* _TEXTO FORNECIDO_:
- - -

O maior problema é deixar Naharin controlar o ponto de vista do documentário. Quando jovem, o dançarino foi selecionado nas prestigiosas companhias de Martha Graham e Maurice Béjart, mas abandonou ambas em pouco tempo, porque “não ficou satisfeito”. O que realmente aconteceu? Naharin não diz, e o diretor tampouco se interessa em investigar. Heymman limita-se ao que o biografado deseja mostrar, apoiando-se demasiadamente nas entrevistas com o próprio. Assim, torna-se incapaz de adotar o distanciamento necessário a qualquer retrato biográfico. Uma mentira contada pelo artista à imprensa é repetida no início do filme, e desmentida apenas no terço final. O documentário deixa que ele minta, manipule, controle a representação de sua imagem.

Os depoimentos de terceiros, quando aparecem, revestem-se de duas funções distintas: ou servem para sublinhar a genialidade deste homem à frente do seu tempo, que fornece instruções pouco técnicas e sonha que todos “leiam a sua mente”, ou contribuem para mostrar um diretor artístico arrogante e grosseiro, que faz muitos dançarinos saírem dos ensaios chorando. Mas não se preocupe: “Eles sempre voltam, porque percebem que valeu a pena”, afirma uma dançarina. Naharin é desculpado por suas excentricidades, pois a genialidade seria uma dádiva isenta de responsabilidades.

Por fim, Gaga - O Amor Pela Dança reforça o mito romântico do artista perturbado, aquele compreendido por poucos, inquestionável por causa de seu talento. O inegável pioneirismo funciona de salvo-conduto para agir como uma diva, controlando todos ao redor, inclusive o diretor do documentário a seu respeito. A maioria das biografias trabalha no sentido de desconstruir mitos e revelar o lado humano por trás de estrelas consagradas. Heymann faz o caminho oposto, prestando homenagem ao ídolo erguido num pedestal.

- - -

* _ITENS LISTADOS_:
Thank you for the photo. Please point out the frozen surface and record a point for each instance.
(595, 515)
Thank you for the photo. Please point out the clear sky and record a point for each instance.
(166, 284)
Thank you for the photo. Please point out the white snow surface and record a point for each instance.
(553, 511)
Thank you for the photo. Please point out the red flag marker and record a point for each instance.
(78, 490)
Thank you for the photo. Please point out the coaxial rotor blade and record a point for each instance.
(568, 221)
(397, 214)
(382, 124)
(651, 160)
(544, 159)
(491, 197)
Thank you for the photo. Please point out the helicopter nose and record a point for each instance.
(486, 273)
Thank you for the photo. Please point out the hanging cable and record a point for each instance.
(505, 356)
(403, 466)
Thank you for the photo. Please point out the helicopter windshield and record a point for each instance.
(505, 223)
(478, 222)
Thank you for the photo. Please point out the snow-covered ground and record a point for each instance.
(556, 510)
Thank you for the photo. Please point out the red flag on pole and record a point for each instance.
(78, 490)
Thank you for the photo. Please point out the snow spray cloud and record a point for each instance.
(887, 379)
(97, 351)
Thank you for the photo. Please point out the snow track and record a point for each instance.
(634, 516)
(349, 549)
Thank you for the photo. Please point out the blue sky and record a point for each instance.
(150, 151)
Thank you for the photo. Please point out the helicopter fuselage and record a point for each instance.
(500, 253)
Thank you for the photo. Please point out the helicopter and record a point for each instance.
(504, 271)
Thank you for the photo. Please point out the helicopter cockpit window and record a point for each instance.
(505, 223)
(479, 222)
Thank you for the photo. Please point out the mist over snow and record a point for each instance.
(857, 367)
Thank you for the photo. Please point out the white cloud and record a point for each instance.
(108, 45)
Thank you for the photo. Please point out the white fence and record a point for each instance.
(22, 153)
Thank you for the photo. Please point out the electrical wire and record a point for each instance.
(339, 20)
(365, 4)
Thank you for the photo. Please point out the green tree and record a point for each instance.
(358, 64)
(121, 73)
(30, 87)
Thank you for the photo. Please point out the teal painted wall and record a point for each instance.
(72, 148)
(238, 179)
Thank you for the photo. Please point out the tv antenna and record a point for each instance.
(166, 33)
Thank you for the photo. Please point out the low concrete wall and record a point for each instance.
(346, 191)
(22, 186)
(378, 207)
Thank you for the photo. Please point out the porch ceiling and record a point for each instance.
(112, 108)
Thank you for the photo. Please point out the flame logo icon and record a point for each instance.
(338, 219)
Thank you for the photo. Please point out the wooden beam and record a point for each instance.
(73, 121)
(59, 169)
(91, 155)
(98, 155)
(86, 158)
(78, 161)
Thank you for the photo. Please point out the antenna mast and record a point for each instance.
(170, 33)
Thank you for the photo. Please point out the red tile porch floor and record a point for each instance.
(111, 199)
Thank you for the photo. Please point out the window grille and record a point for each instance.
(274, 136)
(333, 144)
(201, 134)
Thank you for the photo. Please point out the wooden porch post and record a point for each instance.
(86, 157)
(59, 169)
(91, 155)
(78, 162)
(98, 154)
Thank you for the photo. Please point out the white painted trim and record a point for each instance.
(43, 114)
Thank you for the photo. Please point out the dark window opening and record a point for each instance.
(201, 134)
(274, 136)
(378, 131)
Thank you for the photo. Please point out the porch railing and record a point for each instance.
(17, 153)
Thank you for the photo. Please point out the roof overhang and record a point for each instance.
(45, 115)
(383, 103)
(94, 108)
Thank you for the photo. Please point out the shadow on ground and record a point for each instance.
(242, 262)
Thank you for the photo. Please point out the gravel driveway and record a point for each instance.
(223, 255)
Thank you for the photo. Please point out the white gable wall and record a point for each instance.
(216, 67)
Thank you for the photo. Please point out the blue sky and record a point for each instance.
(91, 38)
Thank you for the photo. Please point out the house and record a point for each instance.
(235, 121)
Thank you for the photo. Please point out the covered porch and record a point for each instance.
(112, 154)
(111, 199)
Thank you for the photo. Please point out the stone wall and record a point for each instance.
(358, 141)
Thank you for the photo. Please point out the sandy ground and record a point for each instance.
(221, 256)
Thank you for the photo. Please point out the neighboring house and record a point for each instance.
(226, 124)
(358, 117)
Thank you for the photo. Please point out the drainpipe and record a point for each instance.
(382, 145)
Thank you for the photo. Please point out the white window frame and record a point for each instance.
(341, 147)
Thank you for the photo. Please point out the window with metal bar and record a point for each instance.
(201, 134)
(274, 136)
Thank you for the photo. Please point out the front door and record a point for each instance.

- - -

Responda às perguntas seguintes com base na crítica.
1. Em quais companhias Naharin foi selecionado quando jovem?
2. Segundo uma dançarina, por que os dançarinos sempre voltam aos ensaios?
3. Que mito Gaga - O Amor Pela Dança reforça, de acordo com a crítica?
Os itens constituem material independente do texto.

* _RESULTADO_:
1. Nas companhias de Martha Graham e Maurice Béjart.
2. Porque percebem que valeu a pena.
3. O mito romântico do artista perturbado, compreendido por poucos e inquestionável por causa de seu talento.